Extracted entries
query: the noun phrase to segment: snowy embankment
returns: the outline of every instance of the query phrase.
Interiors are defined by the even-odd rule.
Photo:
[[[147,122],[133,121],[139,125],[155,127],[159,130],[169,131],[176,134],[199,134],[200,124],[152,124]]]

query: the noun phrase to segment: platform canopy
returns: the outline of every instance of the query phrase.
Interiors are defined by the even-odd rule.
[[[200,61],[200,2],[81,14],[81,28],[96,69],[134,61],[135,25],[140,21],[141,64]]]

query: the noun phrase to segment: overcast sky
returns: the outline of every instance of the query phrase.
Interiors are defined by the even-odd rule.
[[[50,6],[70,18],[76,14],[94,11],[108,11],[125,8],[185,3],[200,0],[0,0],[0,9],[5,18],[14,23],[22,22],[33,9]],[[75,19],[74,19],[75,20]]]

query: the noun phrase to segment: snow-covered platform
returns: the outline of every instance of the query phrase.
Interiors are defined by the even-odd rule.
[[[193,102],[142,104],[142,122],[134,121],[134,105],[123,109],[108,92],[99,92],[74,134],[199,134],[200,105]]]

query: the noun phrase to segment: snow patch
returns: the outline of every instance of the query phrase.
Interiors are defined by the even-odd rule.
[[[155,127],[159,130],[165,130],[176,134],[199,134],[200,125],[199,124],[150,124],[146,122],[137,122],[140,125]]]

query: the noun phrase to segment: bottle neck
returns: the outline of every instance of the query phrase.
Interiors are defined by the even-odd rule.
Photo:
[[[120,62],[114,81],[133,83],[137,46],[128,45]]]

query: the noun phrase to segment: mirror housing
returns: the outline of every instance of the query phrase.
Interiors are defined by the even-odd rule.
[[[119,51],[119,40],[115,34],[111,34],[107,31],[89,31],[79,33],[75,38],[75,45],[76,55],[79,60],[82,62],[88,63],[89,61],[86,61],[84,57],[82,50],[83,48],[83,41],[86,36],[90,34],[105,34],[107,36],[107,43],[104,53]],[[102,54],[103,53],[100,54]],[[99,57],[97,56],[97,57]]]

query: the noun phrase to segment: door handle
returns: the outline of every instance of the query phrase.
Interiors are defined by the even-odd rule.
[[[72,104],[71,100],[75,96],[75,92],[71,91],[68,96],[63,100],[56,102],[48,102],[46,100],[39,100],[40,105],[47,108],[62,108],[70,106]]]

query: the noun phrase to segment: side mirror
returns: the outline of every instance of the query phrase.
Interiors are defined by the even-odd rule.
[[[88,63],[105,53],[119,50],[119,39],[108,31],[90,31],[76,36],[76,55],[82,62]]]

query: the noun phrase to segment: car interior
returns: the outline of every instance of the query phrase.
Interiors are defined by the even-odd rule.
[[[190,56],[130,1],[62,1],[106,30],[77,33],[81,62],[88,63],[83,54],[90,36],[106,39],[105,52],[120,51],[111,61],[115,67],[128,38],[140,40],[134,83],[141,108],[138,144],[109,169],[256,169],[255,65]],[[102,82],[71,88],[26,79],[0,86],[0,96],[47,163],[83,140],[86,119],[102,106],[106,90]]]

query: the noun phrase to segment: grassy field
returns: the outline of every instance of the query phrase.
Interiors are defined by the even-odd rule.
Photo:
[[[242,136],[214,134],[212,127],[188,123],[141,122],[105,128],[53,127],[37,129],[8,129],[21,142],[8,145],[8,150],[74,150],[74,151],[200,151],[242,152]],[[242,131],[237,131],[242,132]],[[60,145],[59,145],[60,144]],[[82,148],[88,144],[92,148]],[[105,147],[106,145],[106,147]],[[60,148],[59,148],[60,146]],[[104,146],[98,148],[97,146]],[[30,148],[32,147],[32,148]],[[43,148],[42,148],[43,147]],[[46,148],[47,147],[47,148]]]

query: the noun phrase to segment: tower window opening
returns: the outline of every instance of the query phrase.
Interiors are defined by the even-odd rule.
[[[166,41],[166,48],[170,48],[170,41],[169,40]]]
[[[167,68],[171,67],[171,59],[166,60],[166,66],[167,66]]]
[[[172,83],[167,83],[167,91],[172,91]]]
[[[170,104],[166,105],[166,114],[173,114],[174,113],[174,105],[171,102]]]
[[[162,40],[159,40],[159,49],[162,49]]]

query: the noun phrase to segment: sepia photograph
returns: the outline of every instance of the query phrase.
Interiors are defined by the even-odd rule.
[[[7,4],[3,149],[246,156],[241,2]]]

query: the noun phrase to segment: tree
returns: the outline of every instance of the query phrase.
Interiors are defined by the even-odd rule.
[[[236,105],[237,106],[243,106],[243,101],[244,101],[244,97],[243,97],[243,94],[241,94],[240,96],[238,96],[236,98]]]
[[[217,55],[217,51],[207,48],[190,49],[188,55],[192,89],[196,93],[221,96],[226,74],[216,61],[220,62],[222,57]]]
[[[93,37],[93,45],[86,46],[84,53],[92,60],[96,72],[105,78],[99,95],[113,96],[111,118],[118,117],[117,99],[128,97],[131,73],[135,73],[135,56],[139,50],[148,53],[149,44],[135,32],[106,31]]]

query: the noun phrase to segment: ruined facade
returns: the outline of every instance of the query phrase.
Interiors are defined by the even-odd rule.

==

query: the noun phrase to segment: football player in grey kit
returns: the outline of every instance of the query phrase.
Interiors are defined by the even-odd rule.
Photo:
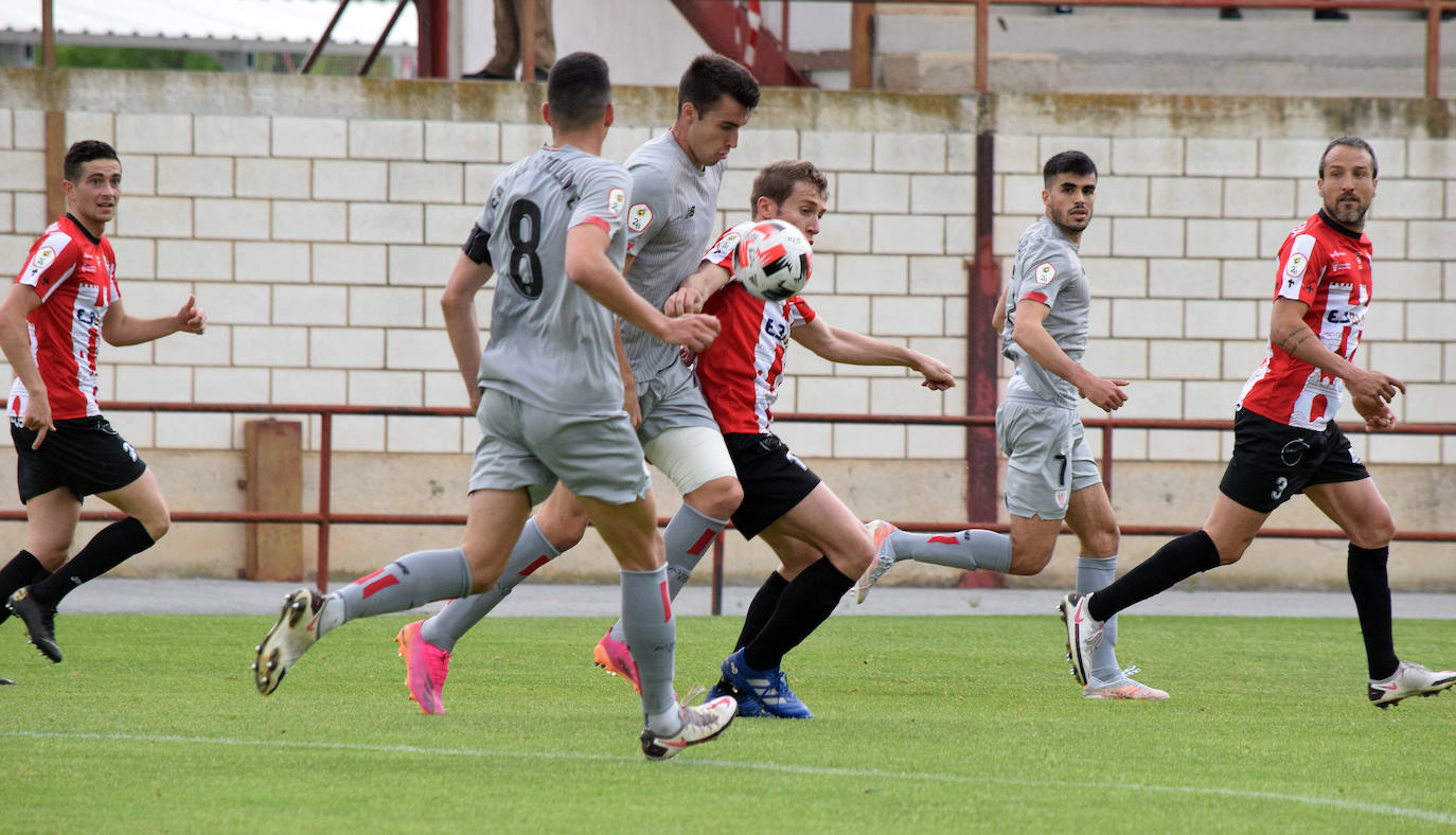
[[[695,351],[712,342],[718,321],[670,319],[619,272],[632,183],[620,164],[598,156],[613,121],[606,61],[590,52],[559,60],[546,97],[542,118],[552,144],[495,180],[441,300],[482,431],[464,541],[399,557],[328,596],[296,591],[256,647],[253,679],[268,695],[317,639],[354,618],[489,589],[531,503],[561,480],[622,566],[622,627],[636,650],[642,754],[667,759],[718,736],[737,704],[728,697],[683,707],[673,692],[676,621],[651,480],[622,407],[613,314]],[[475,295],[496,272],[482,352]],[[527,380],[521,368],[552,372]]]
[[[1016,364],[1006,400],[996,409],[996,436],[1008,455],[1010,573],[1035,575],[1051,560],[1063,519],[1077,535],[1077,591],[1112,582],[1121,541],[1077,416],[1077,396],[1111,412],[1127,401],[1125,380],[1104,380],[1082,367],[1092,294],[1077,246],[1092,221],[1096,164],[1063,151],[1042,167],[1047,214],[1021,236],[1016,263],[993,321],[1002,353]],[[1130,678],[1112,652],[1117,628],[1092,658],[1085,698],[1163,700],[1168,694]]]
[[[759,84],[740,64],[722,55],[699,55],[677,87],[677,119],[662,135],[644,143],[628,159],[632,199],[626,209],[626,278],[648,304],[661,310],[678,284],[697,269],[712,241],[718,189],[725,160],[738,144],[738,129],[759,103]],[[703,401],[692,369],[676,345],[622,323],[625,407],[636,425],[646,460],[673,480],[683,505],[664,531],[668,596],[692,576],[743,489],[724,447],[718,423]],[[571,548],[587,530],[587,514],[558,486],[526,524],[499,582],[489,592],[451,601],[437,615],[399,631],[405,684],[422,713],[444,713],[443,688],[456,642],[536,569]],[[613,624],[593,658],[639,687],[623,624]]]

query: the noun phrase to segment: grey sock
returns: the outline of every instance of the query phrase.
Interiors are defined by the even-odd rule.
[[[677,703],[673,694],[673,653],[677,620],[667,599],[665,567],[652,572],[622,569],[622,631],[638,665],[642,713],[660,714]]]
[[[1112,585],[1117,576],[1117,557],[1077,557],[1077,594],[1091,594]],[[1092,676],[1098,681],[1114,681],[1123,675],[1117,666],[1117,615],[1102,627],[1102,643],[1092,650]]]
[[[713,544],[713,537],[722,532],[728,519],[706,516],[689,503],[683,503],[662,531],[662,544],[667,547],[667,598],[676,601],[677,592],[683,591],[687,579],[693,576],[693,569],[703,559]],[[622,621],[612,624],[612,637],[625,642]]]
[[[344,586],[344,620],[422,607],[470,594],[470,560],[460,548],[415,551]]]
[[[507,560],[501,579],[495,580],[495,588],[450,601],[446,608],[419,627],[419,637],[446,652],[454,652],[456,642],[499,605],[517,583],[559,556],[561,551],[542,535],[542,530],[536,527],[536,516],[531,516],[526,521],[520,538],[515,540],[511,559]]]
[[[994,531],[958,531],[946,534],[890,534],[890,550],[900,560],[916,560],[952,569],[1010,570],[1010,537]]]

The problem
List every line of the rows above that contains the word "mirror".

Solution below
query: the noun phrase to segment: mirror housing
query: the noun phrase to segment: side mirror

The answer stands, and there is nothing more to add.